:: INPUT ::
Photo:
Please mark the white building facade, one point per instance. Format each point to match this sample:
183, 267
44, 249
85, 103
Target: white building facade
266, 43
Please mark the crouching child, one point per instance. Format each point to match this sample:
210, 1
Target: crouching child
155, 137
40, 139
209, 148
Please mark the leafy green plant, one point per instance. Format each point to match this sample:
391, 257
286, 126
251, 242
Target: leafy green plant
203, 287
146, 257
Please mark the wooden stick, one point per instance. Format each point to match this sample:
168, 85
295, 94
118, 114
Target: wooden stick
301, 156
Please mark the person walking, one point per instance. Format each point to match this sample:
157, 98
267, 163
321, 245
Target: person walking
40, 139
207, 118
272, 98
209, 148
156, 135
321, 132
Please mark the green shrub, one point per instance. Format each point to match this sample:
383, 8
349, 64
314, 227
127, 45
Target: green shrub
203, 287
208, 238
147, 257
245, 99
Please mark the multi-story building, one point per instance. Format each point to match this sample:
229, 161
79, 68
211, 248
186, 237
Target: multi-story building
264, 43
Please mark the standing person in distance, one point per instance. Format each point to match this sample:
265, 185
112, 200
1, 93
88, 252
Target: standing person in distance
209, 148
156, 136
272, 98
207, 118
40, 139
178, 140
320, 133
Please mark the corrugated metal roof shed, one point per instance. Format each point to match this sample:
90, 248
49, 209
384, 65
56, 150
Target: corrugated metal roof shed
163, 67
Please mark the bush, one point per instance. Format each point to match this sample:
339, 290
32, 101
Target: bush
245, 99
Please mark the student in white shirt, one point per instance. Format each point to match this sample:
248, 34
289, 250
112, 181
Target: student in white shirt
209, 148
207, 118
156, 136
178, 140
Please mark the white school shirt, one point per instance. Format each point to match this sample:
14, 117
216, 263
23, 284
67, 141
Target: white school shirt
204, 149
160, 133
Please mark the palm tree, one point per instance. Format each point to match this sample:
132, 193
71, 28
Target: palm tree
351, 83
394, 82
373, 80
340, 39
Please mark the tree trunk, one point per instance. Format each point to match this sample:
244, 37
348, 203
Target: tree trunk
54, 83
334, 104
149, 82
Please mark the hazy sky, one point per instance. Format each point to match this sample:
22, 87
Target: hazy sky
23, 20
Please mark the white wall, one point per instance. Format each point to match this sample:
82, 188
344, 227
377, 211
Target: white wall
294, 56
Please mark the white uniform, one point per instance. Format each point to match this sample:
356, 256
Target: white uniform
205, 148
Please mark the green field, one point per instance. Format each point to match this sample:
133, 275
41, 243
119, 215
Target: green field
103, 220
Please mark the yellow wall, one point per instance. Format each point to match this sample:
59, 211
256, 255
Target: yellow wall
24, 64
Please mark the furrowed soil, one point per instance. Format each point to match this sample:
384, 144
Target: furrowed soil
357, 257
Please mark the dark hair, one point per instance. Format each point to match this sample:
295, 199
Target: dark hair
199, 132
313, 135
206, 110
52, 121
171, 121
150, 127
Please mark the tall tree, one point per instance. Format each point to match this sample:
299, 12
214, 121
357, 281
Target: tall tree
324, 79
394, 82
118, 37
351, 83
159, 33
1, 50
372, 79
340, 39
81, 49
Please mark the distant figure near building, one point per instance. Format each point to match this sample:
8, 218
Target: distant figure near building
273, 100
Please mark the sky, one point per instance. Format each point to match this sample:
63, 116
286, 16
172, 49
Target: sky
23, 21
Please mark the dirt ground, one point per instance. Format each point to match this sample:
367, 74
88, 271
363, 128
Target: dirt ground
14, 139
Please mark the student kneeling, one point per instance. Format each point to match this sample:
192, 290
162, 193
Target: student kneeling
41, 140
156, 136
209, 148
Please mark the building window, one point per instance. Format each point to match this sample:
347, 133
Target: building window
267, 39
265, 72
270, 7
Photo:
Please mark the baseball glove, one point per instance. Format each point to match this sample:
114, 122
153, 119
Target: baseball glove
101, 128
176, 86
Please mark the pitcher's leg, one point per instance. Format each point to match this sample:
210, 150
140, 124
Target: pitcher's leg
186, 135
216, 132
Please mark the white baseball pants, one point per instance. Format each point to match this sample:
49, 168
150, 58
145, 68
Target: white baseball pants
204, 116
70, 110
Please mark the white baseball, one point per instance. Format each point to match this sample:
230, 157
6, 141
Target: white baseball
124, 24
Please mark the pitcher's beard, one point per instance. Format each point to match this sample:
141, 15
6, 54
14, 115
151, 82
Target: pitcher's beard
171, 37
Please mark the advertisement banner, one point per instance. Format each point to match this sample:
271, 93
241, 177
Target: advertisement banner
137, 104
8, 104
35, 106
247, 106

:: DIRECTIONS ::
All the records above are to be reproduced exactly.

:: OUTPUT FOR THIS TASK ::
Photo:
Please mark the white building facade, one point per instance. Format each point to match this sample:
183, 267
44, 249
85, 103
Target: white building facade
266, 43
Please mark the crouching child, one point per instance. Format each point to match this sample:
210, 1
Target: crouching child
155, 137
40, 139
209, 148
Please mark the leafy green plant, one point per instance. Format each point to match this sample:
391, 257
286, 126
251, 242
Target: leafy green plant
203, 287
146, 257
Please mark the wooden stick, one point per instance. Format each point to match this sample:
168, 85
295, 94
118, 114
Target: wooden stick
301, 156
Please mark the person walking, one point per instance. Format each point to match this sample:
157, 98
267, 163
321, 245
Target: person walking
40, 139
207, 118
272, 98
209, 148
156, 135
321, 132
Please mark the green shrub, one point per instance. Format each point to match this sample:
383, 8
349, 64
314, 227
127, 45
Target: green shrub
203, 287
208, 238
147, 257
245, 99
Please mark the multi-story building, one point per instance. Format each point to match this sample:
229, 161
79, 68
211, 248
186, 237
Target: multi-story building
264, 43
Please mark the standing person in distance, one point per instance. Format each point to match this sample:
265, 185
112, 200
1, 93
88, 252
Target: standing person in distance
209, 148
156, 136
272, 98
207, 118
40, 139
178, 140
320, 133
Please mark the corrugated metal roof shed, one point per instance. Format each point to match this sample:
90, 248
49, 209
384, 65
56, 150
Target: corrugated metal roof shed
163, 67
Please mark the bush, one point per instance. Format each point to match this sample:
339, 290
32, 101
Target: bush
245, 99
Please mark the student in white shirt, one point per instance. Format each point to match this sample:
248, 34
289, 250
112, 181
Target: student in white shirt
209, 148
207, 118
156, 136
178, 140
Please mark the white school shirt, one point per instance. Format each point to match this sample:
14, 117
216, 263
23, 284
67, 141
Target: white school shirt
204, 149
160, 133
Please mark the palm tree, one point per instance. Format each point to match this sample:
132, 193
71, 28
Target: palm tree
351, 83
394, 82
373, 80
340, 39
Please mark the tree trunk, one point per instance. Format each point to match this sample:
244, 37
348, 203
Target: tree trunk
54, 83
334, 104
149, 82
Please mark the hazy sky, one point per instance. Format each point to match this sample:
22, 87
Target: hazy sky
23, 20
Please mark the white wall, one point per instance. Format each point to match this sample:
82, 188
344, 227
377, 211
Target: white wall
294, 56
Please mark the white uniform, one point per instance. Format each point to match this sample:
356, 256
Target: white uniform
205, 148
Please mark the green field, one point per instance. Format each point to match this sample:
133, 275
41, 243
119, 215
Target: green field
103, 220
Please mark the yellow wall, one point per instance. Format each point to match this sample:
59, 211
256, 255
Target: yellow wall
24, 64
Please mark the furrowed soil, one point per instance. Format each point to match this sample:
384, 144
Target: furrowed soil
357, 257
Please mark the dark hair, one point per instance. Format each point to match this sample:
295, 199
Target: dark hair
199, 132
313, 135
206, 110
52, 121
171, 121
150, 127
Please mark the tall tree, one point per instance. Format each point to match this sample:
299, 12
214, 121
357, 281
Target: tall tree
324, 79
394, 82
118, 37
351, 83
159, 33
1, 50
372, 79
340, 39
81, 49
Please mark the distant figure near building, one point per instance. Format each point to match this sample:
8, 218
Target: distant figure near building
273, 100
Please mark the sky, one point per instance. Format each point to match this sample:
63, 116
286, 16
172, 49
Target: sky
23, 21
Please mark the dirt ground, one point per instance. Format each point to match this sample:
367, 74
88, 271
363, 128
Target: dirt ground
14, 139
Please mark the student kneeling, one point per instance. Format each point to match this sample:
192, 290
162, 193
Target: student kneeling
41, 140
156, 136
209, 148
Please mark the building window, one point per instance. Format each point to match this sample:
347, 133
Target: building window
267, 39
265, 72
270, 7
Photo:
Please mark the baseball glove, one point per instance. Format each point to match this sample:
114, 122
153, 119
Target: baseball glove
101, 128
176, 86
Please mark the pitcher's leg, one point per instance. Format each point to match this sample:
210, 150
140, 124
Target: pitcher's leg
186, 135
216, 132
Please mark the white baseball pants, one point per instance. Format each point to match this sample:
49, 168
150, 58
145, 68
Target: white baseball pants
204, 116
70, 110
Please mark the white baseball, one point per instance. Format each point to match this sample:
230, 157
6, 141
Target: white baseball
124, 24
Please mark the pitcher's beard, one point per instance. Format each point to match this sample:
141, 15
6, 54
14, 115
151, 82
Target: pitcher's beard
171, 37
Please mark the advertisement banner, one point per instance. Format each point to match this sample:
271, 93
241, 177
Target: advertisement banner
137, 104
8, 104
35, 106
247, 106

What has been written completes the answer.